* _Given records_:

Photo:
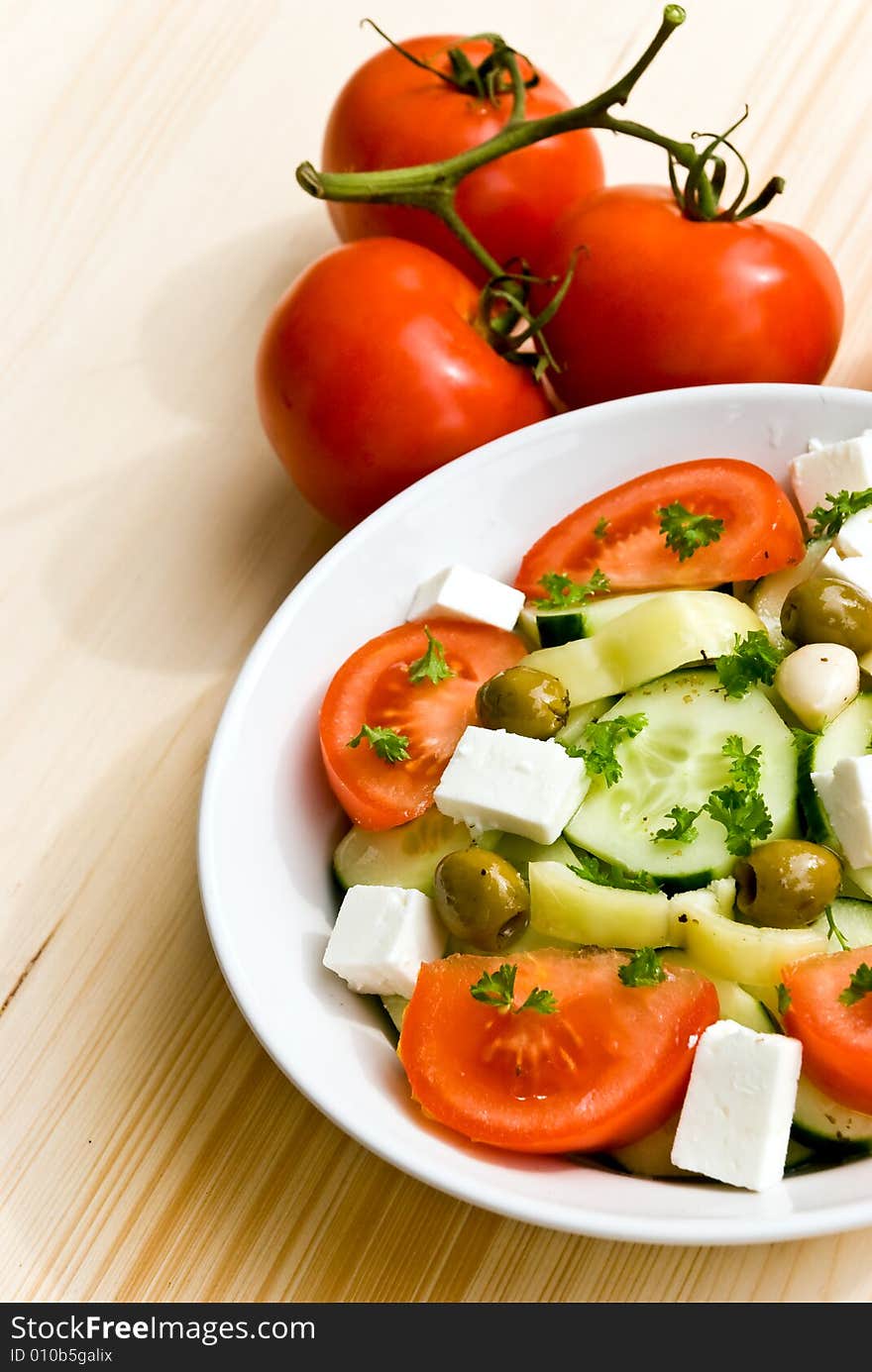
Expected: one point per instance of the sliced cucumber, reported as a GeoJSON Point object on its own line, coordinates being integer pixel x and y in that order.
{"type": "Point", "coordinates": [579, 719]}
{"type": "Point", "coordinates": [849, 736]}
{"type": "Point", "coordinates": [771, 591]}
{"type": "Point", "coordinates": [651, 1157]}
{"type": "Point", "coordinates": [565, 905]}
{"type": "Point", "coordinates": [662, 633]}
{"type": "Point", "coordinates": [679, 759]}
{"type": "Point", "coordinates": [825, 1124]}
{"type": "Point", "coordinates": [565, 623]}
{"type": "Point", "coordinates": [735, 1003]}
{"type": "Point", "coordinates": [401, 856]}
{"type": "Point", "coordinates": [853, 919]}
{"type": "Point", "coordinates": [747, 954]}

* _Task to complete_:
Copy out the entries above, switching "sliced cucumber" to "cucumber round" and keeping every other line unchanged. Leave out the pictures.

* _Task result_:
Photo:
Expected: one point per instance of the cucumber round, reported as a GeoJSON Point object on its own line, coordinates being integer pixel x and y in that order.
{"type": "Point", "coordinates": [579, 719]}
{"type": "Point", "coordinates": [849, 736]}
{"type": "Point", "coordinates": [771, 591]}
{"type": "Point", "coordinates": [651, 1157]}
{"type": "Point", "coordinates": [565, 905]}
{"type": "Point", "coordinates": [662, 633]}
{"type": "Point", "coordinates": [679, 759]}
{"type": "Point", "coordinates": [825, 1124]}
{"type": "Point", "coordinates": [565, 623]}
{"type": "Point", "coordinates": [735, 1003]}
{"type": "Point", "coordinates": [401, 856]}
{"type": "Point", "coordinates": [853, 919]}
{"type": "Point", "coordinates": [747, 954]}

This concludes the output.